Opdracht –
Beantwoord de volgende vragen met de tekst over wonderkinderen en autisme.
(a) Op welke leeftijd hadden alle onderzochte kinderen een professionele status in hun vakgebied bereikt?
(b) Hoeveel cijfers kunnen mensen gemiddeld tegelijk onthouden?
(c) Hoeveel van de 8 wonderkinderen hadden zelf een autismespectrumstoornis?

Leestekst –

-------

Wat hebben genialiteit en autisme gemeen?

Wetenschap
woensdag, 11 juli 2012 om 12:07
welingelichtekringen header 1

Wetenschappers hebben 8 zogenaamde 'wonderkinderen' onderzocht en stelden vast dat ze een aantal kenmerken gemeen hadden, met name veel autistische kenmerken en opvallend veel familieleden met autisme. Wonderkinderen zijn kinderen met een buitengewone gave, vaak op muzikaal of wiskundig gebied. De kleine Einsteins en Mozarts lijken over een aangeboren talent te beschikken. De kinderen die bestudeerd werden, hadden allen een professionele status in hun vakgebied bereikt op 10-jarige leeftijd. Alle kinderen ontwikkelden zich opmerkelijk snel: een baby begon te praten toen hij 3 maanden was en kon lezen toen hij 1 was. Een ander kind kon computers programmeren op 3-jarige leeftijd. Eén kenmerk dat deze kinderen gemeen hadden, was een bijzonder goed werkgeheugen. Het werkgeheugen is een tijdelijke opslagplaats van taakrelevante informatie in de hersenen. Normaal gesproken is de capaciteit van het werkgeheugen beperkt, bv. gemiddeld genomen kunnen mensen maar 7 cijfers tegelijk onthouden, maar wonderkinderen kunnen veel grotere aantallen onthouden en daar allerlei berekeningen mee uitvoeren. Ondanks dit buitengewoon goed werkgeheugen hadden ze niet allemaal een hoog IQ. Wel hoger dan gemiddeld, maar niet zo hoog als je zou verwachten op basis van hun prestaties. Een kind had een IQ van slechts 108. Een ander gemeenschappelijk kenmerk was dat ze allemaal kenmerken van autisme hadden, met name een preoccupatie met details. Ze scoorden zelfs hoger op dit kenmerk dan mensen met Asperger (een hoog-functionerende vorm van autisme), die bekend staan om hun obsessief bezig zijn met details. Drie van de 8 wonderkinderen had zelf een autisme spectrum stoornis. En bij 4 van de 8 families hadden eerste en tweedegraadsfamilieleden een autisme spectrum stoornis gekregen. Bij 3 daarvan was dat bij 11 familieleden het geval. Dat mensen met autisme soms uitzonderlijk goed zijn in één vakgebied is al eerder vastgesteld. Dat noemt men 'savants'. Nu is de omgekeerde relatie tussen een buitengewone begaafdheid en autisme onderzocht, zij het met kleine aantallen.

-------

Aangeleverd materiaal –
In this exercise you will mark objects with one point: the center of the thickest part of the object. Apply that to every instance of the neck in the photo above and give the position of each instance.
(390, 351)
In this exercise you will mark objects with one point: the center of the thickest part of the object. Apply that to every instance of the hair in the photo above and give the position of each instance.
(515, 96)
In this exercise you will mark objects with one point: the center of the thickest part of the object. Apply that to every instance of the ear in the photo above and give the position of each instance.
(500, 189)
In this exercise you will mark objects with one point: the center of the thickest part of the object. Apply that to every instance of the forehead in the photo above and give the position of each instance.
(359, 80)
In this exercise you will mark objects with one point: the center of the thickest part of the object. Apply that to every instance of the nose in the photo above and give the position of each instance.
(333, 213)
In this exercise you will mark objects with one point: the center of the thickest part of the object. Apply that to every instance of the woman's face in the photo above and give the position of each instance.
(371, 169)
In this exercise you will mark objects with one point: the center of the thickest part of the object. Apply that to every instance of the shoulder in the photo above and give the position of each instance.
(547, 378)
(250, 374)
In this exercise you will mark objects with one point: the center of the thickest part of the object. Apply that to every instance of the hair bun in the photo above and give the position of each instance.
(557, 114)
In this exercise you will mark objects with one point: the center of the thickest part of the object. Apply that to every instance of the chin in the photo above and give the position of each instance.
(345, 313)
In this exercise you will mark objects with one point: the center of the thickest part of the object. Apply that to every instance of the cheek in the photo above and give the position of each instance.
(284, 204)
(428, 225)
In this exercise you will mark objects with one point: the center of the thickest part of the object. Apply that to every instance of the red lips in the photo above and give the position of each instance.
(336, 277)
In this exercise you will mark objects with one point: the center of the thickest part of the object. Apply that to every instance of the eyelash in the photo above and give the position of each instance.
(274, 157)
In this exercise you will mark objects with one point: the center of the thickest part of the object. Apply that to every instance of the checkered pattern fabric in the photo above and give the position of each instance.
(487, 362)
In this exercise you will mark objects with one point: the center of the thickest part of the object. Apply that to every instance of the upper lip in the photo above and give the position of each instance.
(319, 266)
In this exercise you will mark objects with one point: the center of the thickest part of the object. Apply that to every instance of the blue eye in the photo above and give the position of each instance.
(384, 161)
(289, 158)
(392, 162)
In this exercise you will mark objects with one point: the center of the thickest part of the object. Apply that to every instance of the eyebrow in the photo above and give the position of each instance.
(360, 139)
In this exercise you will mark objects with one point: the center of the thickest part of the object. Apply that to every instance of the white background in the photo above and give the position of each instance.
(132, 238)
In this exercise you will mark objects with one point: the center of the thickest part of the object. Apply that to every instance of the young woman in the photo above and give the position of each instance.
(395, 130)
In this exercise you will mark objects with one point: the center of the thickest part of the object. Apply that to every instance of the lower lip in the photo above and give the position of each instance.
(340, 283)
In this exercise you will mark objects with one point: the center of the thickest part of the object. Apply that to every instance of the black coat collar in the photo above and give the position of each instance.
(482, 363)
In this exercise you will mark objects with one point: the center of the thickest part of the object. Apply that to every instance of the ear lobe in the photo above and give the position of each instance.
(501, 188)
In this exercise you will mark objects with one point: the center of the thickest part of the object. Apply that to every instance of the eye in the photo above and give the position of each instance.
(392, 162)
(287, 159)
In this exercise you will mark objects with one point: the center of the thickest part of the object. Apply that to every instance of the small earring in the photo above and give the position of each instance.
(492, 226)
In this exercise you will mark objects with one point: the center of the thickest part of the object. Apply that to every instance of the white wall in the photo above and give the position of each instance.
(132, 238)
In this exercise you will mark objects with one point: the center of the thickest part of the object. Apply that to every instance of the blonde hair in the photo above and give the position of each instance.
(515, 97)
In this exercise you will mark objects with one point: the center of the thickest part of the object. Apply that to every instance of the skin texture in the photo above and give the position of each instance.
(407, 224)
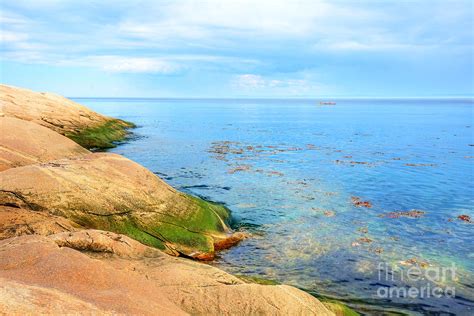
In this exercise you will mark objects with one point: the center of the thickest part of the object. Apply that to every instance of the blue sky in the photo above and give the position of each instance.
(239, 48)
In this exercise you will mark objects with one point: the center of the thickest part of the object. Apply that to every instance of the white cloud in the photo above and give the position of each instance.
(256, 84)
(136, 65)
(8, 36)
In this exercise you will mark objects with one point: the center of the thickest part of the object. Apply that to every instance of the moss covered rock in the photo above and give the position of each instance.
(64, 116)
(109, 192)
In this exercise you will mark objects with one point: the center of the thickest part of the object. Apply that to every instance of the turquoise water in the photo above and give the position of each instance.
(288, 170)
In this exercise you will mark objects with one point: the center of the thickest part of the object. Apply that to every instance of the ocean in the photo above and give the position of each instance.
(355, 201)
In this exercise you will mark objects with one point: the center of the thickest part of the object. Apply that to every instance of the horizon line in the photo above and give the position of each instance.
(286, 98)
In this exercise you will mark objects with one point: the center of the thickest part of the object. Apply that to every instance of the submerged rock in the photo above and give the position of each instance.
(24, 143)
(107, 191)
(102, 272)
(66, 117)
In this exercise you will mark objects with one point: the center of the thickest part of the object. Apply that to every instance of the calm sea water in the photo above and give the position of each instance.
(289, 171)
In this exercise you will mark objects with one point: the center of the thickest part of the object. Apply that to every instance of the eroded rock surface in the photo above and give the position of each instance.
(115, 274)
(24, 143)
(47, 109)
(64, 116)
(107, 191)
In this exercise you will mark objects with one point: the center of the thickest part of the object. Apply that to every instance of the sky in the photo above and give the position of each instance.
(245, 48)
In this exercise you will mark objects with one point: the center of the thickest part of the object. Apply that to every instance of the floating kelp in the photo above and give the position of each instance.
(359, 203)
(465, 218)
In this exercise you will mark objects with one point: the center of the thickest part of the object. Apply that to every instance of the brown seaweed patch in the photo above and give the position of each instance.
(359, 203)
(411, 214)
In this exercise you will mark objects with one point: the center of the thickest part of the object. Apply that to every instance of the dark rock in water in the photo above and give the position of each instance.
(465, 218)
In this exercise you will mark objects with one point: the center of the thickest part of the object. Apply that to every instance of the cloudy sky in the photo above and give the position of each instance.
(255, 48)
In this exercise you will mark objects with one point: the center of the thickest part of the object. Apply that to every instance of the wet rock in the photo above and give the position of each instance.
(100, 272)
(107, 191)
(465, 218)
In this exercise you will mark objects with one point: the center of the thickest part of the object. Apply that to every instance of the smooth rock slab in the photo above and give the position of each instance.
(25, 143)
(116, 274)
(109, 192)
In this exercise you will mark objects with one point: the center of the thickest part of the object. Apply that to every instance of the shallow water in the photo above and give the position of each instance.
(288, 170)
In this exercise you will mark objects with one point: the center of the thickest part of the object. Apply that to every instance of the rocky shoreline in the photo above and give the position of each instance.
(98, 233)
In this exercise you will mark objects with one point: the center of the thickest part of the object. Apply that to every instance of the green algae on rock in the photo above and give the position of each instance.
(107, 191)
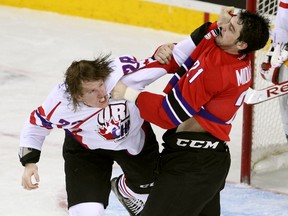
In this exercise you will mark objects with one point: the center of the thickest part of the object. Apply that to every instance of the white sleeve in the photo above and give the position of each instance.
(37, 126)
(33, 136)
(280, 32)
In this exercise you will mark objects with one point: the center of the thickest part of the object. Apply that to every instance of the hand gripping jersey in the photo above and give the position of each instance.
(116, 127)
(211, 91)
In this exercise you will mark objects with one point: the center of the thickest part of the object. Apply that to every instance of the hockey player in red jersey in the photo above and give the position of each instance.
(275, 68)
(198, 109)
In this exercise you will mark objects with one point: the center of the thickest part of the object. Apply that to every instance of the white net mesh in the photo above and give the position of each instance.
(268, 134)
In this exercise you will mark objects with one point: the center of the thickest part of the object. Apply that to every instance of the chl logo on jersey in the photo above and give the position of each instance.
(197, 143)
(114, 122)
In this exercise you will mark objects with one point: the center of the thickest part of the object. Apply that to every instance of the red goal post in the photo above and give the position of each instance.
(263, 134)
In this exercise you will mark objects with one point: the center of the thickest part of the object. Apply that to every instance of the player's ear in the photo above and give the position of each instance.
(241, 45)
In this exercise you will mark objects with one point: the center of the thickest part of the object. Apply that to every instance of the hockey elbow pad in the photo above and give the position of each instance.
(198, 34)
(29, 155)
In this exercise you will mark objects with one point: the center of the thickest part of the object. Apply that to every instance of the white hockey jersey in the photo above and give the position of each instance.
(116, 127)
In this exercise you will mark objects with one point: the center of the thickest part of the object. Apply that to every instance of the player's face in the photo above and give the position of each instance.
(94, 94)
(227, 40)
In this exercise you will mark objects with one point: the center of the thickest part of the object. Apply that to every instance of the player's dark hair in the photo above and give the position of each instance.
(85, 70)
(255, 30)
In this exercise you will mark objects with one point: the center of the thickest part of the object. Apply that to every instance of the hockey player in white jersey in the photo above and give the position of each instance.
(275, 68)
(98, 131)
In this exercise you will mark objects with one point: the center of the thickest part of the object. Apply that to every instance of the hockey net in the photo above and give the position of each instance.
(268, 147)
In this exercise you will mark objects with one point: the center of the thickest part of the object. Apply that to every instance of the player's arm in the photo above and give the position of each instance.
(32, 136)
(182, 50)
(278, 52)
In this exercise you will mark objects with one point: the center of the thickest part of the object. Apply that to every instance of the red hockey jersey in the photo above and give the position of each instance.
(211, 91)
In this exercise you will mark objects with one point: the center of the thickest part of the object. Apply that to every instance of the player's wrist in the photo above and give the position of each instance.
(131, 94)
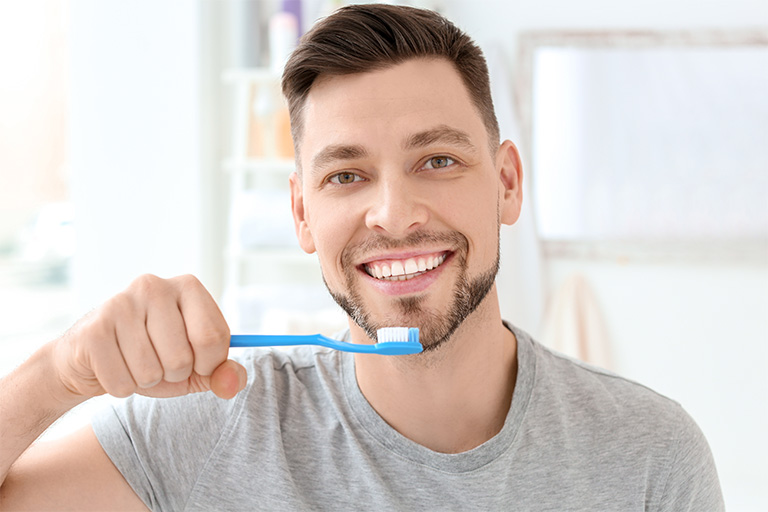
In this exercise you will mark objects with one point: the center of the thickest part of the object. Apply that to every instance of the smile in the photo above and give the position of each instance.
(403, 270)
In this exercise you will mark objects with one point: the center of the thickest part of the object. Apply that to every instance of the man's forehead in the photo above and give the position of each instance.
(420, 98)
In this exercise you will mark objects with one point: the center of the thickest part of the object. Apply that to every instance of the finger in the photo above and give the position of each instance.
(206, 328)
(166, 331)
(137, 350)
(228, 379)
(106, 359)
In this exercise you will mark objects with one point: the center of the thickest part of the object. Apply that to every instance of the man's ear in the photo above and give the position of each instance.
(303, 233)
(510, 170)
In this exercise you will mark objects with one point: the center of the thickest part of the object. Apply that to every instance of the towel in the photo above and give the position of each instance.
(574, 326)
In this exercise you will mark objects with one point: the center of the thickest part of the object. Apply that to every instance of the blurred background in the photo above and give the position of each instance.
(150, 137)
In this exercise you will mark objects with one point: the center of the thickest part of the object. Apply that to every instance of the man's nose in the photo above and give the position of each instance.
(397, 208)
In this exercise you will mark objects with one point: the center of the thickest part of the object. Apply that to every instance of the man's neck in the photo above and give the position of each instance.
(454, 399)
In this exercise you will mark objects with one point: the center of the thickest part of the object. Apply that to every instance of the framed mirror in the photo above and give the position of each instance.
(647, 139)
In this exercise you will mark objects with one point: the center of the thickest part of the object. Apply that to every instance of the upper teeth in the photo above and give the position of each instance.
(404, 269)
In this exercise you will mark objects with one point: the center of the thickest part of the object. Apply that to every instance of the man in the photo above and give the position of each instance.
(401, 188)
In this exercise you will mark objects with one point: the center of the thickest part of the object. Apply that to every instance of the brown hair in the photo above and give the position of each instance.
(362, 38)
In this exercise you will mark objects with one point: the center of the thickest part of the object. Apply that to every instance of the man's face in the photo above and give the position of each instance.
(400, 197)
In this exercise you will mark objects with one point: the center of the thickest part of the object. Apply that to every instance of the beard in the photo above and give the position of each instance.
(435, 327)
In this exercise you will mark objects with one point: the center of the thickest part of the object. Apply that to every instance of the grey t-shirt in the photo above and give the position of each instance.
(302, 436)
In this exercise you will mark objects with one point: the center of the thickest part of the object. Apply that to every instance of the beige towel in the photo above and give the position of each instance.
(574, 326)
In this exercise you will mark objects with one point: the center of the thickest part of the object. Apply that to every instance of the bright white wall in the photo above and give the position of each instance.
(694, 330)
(138, 155)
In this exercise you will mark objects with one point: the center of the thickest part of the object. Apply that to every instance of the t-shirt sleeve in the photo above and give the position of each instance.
(692, 483)
(161, 445)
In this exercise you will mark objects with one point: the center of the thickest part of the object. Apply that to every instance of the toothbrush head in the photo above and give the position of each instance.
(398, 341)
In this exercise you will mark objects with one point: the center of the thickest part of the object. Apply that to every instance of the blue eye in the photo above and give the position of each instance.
(438, 162)
(344, 178)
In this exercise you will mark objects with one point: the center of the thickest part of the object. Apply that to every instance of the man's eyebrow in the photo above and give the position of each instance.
(336, 152)
(441, 134)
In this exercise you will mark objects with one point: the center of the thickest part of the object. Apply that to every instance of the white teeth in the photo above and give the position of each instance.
(403, 270)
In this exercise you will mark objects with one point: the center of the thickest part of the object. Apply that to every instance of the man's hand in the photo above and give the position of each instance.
(159, 337)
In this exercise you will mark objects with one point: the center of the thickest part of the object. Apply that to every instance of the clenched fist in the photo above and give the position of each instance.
(159, 337)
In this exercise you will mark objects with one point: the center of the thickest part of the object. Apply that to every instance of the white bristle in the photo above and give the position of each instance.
(389, 334)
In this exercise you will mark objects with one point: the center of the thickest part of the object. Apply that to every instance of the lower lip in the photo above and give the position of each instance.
(410, 286)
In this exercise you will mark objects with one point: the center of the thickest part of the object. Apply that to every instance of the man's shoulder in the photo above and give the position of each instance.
(592, 394)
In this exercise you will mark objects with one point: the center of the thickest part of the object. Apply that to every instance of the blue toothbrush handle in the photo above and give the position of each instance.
(389, 348)
(274, 340)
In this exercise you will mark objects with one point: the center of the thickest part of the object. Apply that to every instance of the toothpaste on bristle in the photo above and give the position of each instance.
(391, 334)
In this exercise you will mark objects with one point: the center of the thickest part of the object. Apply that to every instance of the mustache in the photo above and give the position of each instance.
(376, 242)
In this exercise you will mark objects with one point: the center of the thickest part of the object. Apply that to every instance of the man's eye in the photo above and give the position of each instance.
(438, 162)
(344, 178)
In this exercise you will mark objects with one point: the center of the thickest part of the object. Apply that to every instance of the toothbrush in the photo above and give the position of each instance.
(393, 341)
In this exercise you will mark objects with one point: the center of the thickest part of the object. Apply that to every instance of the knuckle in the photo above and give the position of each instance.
(210, 337)
(179, 363)
(149, 377)
(188, 281)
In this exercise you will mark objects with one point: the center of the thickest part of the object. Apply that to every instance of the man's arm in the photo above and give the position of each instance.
(72, 473)
(160, 338)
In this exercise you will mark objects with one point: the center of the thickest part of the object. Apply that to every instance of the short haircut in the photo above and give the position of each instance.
(371, 37)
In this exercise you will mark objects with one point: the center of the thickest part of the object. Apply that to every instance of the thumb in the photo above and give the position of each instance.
(228, 379)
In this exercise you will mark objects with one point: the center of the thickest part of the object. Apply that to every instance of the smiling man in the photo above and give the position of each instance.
(401, 189)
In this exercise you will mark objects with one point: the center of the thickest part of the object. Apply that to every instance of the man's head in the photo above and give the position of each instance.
(403, 186)
(362, 38)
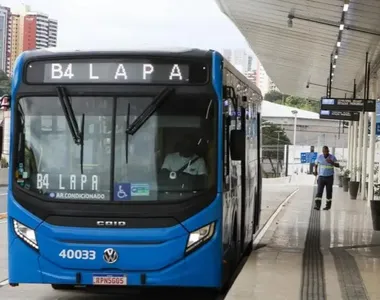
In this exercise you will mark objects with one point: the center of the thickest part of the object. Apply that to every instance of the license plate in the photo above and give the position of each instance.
(101, 279)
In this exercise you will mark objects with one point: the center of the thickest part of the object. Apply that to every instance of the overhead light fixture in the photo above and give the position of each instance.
(290, 23)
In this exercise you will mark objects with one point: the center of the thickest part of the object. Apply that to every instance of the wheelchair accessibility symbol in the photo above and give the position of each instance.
(122, 191)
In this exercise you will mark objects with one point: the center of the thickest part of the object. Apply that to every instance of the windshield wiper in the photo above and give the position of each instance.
(69, 115)
(81, 144)
(126, 133)
(78, 136)
(151, 108)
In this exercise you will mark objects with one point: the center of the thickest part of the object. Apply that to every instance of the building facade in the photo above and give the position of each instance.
(5, 39)
(31, 30)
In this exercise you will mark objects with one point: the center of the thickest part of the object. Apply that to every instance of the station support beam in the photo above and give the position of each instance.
(372, 142)
(365, 152)
(348, 166)
(359, 151)
(354, 151)
(351, 147)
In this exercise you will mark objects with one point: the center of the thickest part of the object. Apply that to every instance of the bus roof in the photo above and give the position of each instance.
(58, 52)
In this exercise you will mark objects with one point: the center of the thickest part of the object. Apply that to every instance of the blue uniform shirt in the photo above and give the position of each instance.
(325, 168)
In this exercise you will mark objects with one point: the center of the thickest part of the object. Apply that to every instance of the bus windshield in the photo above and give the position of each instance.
(171, 155)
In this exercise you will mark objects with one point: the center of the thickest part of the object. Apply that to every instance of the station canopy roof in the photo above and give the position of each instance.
(295, 40)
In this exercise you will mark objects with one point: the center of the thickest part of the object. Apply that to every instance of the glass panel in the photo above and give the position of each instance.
(48, 160)
(172, 156)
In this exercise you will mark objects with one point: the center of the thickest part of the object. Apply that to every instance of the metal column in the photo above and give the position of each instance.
(359, 148)
(365, 152)
(372, 142)
(349, 150)
(354, 151)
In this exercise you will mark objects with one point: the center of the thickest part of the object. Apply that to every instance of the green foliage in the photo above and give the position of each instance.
(293, 101)
(273, 135)
(275, 96)
(5, 84)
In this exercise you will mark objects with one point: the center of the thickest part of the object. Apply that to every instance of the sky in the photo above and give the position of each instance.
(134, 23)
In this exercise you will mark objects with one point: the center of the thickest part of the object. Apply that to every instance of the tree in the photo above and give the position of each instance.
(5, 84)
(274, 96)
(273, 140)
(293, 101)
(302, 103)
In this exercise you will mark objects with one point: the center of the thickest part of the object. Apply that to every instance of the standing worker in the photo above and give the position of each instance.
(326, 163)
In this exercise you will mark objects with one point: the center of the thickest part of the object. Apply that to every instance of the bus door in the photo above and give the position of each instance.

-------

Antwoord –
(a) Op 10-jarige leeftijd.
(b) 7 cijfers.
(c) Drie.